## Stated problem 1
From the passage on archetypes and money systems, extract the stretch from "Photo 5.4 (full" through "to us Today?".

-- start of Provided passage --

However, I want to emphasize that correlation is not causality. Specifically, I do not claim that there exists a causallink between religious cults on the one side, and money systems and economic results on the other. Instead, I believe that there is an indirect connection – that the cults, the money system, and unusual economic results were a sign that the same archetypal constellation was active in both places at their respective times. In other words, I will show that there is a striking correlation between archetypes and money systems, but I do not profess to have identified the mechanism underlying the connection between these two domains.

Photo 5.4 (full page if good picture can be obtained)

Black Madonna of Montserrat, Catalunia, the most famous Black Madonna of Spain. She is completely covered in gold except for her and the child’s faces and hands. Notice she does not have African facial features. Rather, these facial features are similar to contemporary “white” Madonnas, except that she is pointedly painted pitch-black. 

Why does She matter to us Today?

The best answer to this question I found in a book by Robert Graves. His book, The White Goddess, is well known, but the following quote is from a lesser-known work, Mammon and the Black Goddess18

“The Black Goddess is so far hardly more than a word of hope
whispered among the few who have served their apprenticeship to the White Goddess.

-- end of Provided passage --
-- start of Data shown --

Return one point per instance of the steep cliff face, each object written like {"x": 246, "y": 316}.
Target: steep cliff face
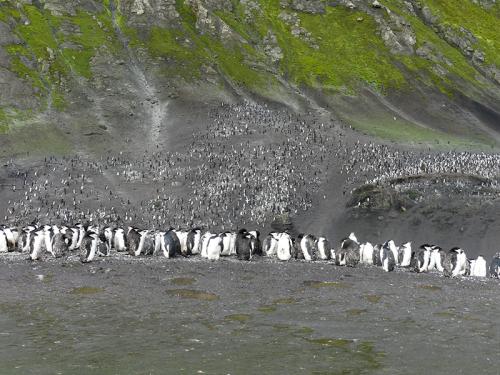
{"x": 77, "y": 74}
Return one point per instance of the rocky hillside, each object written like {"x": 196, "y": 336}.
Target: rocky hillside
{"x": 76, "y": 74}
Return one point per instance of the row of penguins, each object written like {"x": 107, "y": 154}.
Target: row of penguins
{"x": 90, "y": 241}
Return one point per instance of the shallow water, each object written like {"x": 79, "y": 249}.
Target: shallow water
{"x": 157, "y": 316}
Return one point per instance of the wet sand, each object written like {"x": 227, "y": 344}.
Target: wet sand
{"x": 155, "y": 316}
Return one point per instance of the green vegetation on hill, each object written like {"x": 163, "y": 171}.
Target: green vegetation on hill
{"x": 258, "y": 45}
{"x": 483, "y": 23}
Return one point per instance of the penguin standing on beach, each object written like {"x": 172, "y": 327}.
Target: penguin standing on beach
{"x": 243, "y": 245}
{"x": 405, "y": 254}
{"x": 255, "y": 243}
{"x": 60, "y": 245}
{"x": 193, "y": 241}
{"x": 37, "y": 245}
{"x": 172, "y": 245}
{"x": 376, "y": 261}
{"x": 119, "y": 240}
{"x": 323, "y": 247}
{"x": 3, "y": 242}
{"x": 214, "y": 247}
{"x": 478, "y": 267}
{"x": 270, "y": 244}
{"x": 284, "y": 249}
{"x": 366, "y": 253}
{"x": 88, "y": 247}
{"x": 495, "y": 266}
{"x": 387, "y": 257}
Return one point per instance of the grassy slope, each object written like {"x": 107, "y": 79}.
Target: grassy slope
{"x": 350, "y": 53}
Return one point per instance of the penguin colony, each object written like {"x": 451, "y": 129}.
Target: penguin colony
{"x": 249, "y": 166}
{"x": 41, "y": 242}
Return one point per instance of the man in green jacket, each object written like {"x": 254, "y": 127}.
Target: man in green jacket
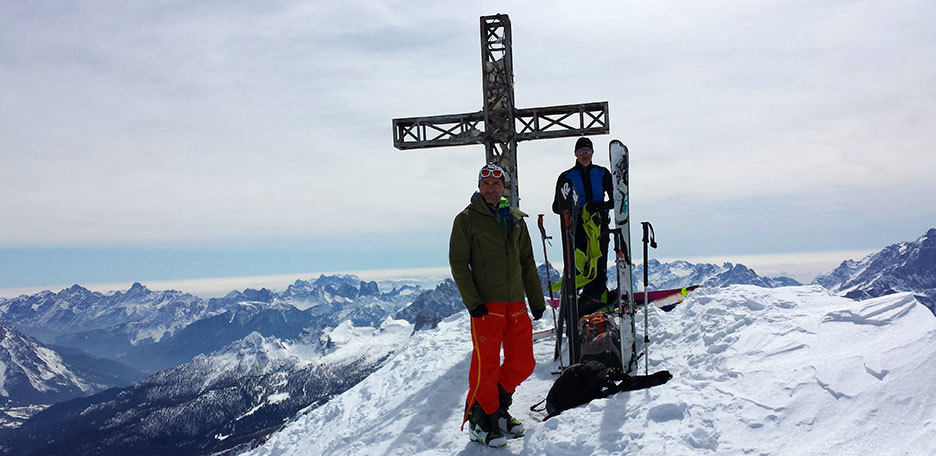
{"x": 491, "y": 257}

-- end of Data shown --

## Stated problem 2
Swap "green jacket" for "blue jacket" in the entries above, covering the stretch from the line containing "Return one point per instance of the man" through the end of the entries, and keep everything else the same. Return only those lines, without the pictures.

## Full solution 1
Photo 5.4 (full page if good picture can be obtained)

Black Madonna of Montserrat, Catalunia, the most famous Black Madonna of Spain. She is completely covered in gold except for her and the child’s faces and hands. Notice she does not have African facial features. Rather, these facial features are similar to contemporary “white” Madonnas, except that she is pointedly painted pitch-black. 

Why does She matter to us Today?

## Full solution 2
Return one point per instance of the man in blue jacket, each object written like {"x": 254, "y": 127}.
Target: man in blue jacket
{"x": 491, "y": 257}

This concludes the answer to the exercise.